Task requirements:
1 - According to the passage on Europe's HIV/AIDS response, in what year did the UK start its first syringe exchange programs to prevent HIV?
2 - Write a continuation of the passage on Europe's rights-based HIV/AIDS response, picking up after its final sentence.

Source text:
________
As efforts to produce a vaccine or treatment failed, and as public health approaches bordered on blaming individuals for their positive status, PLWHAs and their allies developed an alternative response. In 1983, the Terrence Higgins Trust formed in London to support those affected by HIV/AIDS, and in 1984, Aides formed in Paris with a similar mandate.10 Over the next decade, PLWHA support groups mushroomed, providing palliative care to the sick, confidential testing to those at risk, and counseling to those affected.11 Together with health professionals and human rights activists, these groups advocated for a response that recognized HIV/AIDS as an exceptional health issue requiring the empowerment of those most affected.12

In the absence of treatment options, public health programs increasingly adopted this human rights frame. European states, after their initial response of punishment and stigmatization, provided favorable policy environments for the realization of a rights-based response. In 1976, most had ratified the International Covenant on Economic, Social and Cultural Rights (ICESCR), which recognized the right to health. In many European states, the feminist struggles of the 1970s had resulted in greater access to contraception, which made the promotion of condoms and other means of prevention less contentious than in, for example, the American context.13 Many states already had policies in place to reduce risks associated with sex work and drug use, such as decriminalization and harm reduction programs. The UK started the first syringe exchange programs to prevent HIV as early as 1987.14 Most European countries also accepted access to health care as a human right by providing comprehensive public health insurance. Due to the favorable policy and social context, there was widespread adoption of rights-based prevention strategies. In 1994, 42 states joined forces with AIDS service organizations (ASOs) at the Paris AIDS Summit, signing a declaration committing to a rights-based response to the epidemic, led by those most affected.15

In response to increasing awareness of the global scale of the HIV/AIDS epidemic, European states were among those advocating for a more coordinated global response. Scandinavian countries played a key role in the formation of the United Nations Joint Program on HIV/AIDS (UNAIDS) in 1994, and the UK played a primary role in the creation of the Global Fund to Fight HIV/AIDS, Malaria and TB in 2001.16 European countries, such as France, led the formation of UNITAIDS, which aims to improve treatment access.17

Reflecting member state practices, the European Union developed its regional and neighborhood policies in line with a rights-based approach. In response to the growing epidemic in Eastern Europe, in 2004, 52 EU member states and civil society observers gathered in Dublin for a conference on “Breaking the Barriers – Partnership to fight HIV/AIDS in Europe and Central Asia.”18 The resulting declaration called for universal access to treatment, two years before the UN Declaration on Universal Access.19 The EU maintained support for Universal Access campaigns during the initial negotiations of the Doha Round of World Trade Organization (WTO), siding with PLWHAs and their allies, as opposed to the US and pharmaceutical companies.20

In 2007, the European Commission announced its four-year Programme for Action to Confront HIV/AIDS, Malaria and Tuberculosis.21 The program asserted European leadership in the HIV/AIDS response in general, and a commitment to a rights-based response in particular.
________
Record excerpts:
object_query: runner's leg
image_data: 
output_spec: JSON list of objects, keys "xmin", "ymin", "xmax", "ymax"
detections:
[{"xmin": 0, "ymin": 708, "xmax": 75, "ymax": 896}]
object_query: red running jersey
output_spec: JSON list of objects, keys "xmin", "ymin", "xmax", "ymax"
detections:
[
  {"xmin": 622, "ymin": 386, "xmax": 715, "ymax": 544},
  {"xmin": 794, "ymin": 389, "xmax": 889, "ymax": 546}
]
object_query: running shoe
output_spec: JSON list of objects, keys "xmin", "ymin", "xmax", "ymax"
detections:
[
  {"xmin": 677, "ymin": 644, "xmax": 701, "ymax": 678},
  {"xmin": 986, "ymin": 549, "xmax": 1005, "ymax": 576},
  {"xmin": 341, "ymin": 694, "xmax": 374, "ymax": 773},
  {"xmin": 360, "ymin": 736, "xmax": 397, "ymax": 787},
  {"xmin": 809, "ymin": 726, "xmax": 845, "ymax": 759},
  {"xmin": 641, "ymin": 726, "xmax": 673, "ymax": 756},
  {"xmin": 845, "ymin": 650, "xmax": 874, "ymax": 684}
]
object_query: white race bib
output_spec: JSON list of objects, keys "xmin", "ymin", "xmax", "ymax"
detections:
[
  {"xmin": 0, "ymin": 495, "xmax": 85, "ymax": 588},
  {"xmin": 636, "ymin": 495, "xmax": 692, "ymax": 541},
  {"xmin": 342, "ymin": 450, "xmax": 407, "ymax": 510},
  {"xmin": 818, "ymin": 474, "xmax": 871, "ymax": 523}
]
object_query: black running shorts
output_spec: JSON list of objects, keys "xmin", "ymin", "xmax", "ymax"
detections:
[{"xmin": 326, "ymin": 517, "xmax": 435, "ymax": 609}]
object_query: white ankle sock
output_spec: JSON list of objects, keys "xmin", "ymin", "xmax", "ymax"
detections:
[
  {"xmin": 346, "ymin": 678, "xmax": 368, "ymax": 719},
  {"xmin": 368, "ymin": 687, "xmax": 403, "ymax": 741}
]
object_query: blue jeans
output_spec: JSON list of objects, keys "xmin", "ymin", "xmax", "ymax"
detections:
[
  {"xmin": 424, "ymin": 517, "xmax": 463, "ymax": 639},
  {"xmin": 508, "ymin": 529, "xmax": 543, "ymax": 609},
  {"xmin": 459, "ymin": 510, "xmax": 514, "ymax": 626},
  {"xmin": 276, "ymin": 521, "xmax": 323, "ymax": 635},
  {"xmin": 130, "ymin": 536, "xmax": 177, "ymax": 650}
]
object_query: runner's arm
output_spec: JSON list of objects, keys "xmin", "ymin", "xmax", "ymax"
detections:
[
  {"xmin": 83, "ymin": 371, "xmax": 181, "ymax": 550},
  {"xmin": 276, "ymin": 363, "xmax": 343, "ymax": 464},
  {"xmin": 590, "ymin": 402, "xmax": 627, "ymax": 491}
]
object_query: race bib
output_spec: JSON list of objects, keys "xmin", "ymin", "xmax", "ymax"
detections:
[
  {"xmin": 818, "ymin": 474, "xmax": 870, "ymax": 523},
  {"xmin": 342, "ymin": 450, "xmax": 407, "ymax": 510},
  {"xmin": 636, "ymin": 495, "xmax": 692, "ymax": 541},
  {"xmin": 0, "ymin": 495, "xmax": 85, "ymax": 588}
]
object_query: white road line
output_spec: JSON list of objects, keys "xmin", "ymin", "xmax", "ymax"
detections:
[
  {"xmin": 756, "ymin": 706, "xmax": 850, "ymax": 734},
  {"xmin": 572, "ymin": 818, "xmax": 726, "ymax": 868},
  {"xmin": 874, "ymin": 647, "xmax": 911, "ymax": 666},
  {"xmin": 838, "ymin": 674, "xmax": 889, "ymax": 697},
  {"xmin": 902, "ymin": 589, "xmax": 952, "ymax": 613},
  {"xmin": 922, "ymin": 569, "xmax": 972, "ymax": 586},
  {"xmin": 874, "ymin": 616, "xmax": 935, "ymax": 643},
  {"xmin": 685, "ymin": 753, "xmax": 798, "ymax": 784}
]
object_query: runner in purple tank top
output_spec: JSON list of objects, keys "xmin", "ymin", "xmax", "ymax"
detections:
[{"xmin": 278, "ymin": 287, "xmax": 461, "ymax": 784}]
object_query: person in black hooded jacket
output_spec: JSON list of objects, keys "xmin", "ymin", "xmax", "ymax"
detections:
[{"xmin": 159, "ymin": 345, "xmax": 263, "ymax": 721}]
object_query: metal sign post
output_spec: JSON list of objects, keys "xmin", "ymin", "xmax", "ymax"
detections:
________
Your responses:
1 - 1987

2 -
European states: The human costs of austerity

Risk management is generally associated with financial governance, as opposed to health governance, but the two fields inevitably overlap.

Due to austerity measures, many European states have deprioritized a rights-based response to HIV/AIDS in order to mitigate financial risk. The UK and Greece provide two examples of this trend. These countries were selected as critical cases based on the breadth of the health-related austerity policies they implemented post-2008, and on their geographic location; in order to include examples from Northern and Southern Europe. While these two countries are not a representative sample, nor the findings generalizable, they present a similar policy shift in two very different European states.

The United Kingdom

In the 1990s, the UK developed one of the most progressive HIV/AIDS responses, ensuring social protection of PLWHAs. These programs recognized that in order to enjoy the right to health, PLWHAs require not only treatment, but also food security, stable living conditions, and psychosocial support. Government funding provided food aid programs and resources to support groups. Since 2008, however, the UK government has cut social spending and hollowed out this rights-based response.22

The Welfare Reform Act of 2012 had a number of negative impacts on PLWHAs. Previously, PLWHAs who were unable to work because of their illness could apply for the Incapacity Benefit. The Reform Act initiated a reassessment process of this benefit, which aimed to move people from the Incapacity Benefits to the Employment and Support Allowance. The assessment was fraught with inconsistencies and delays, largely due to mismanagement, poor performance, and problematic assessments by Atos Healthcare, the company conducting the assessments.23 Even without these challenges, PLWHAs faced difficulties in getting a fair assessment of their needs. The National AIDS Trust found that, “the barriers to work experienced by people living with HIV such as severe immune deficiency, side-effects of treatment, depression, pain and fatigue are not fully taken into account by the assessment.”24 Many PLWHAs had their sick benefits canceled, and others had their support reduced by up to GBP 36 per month.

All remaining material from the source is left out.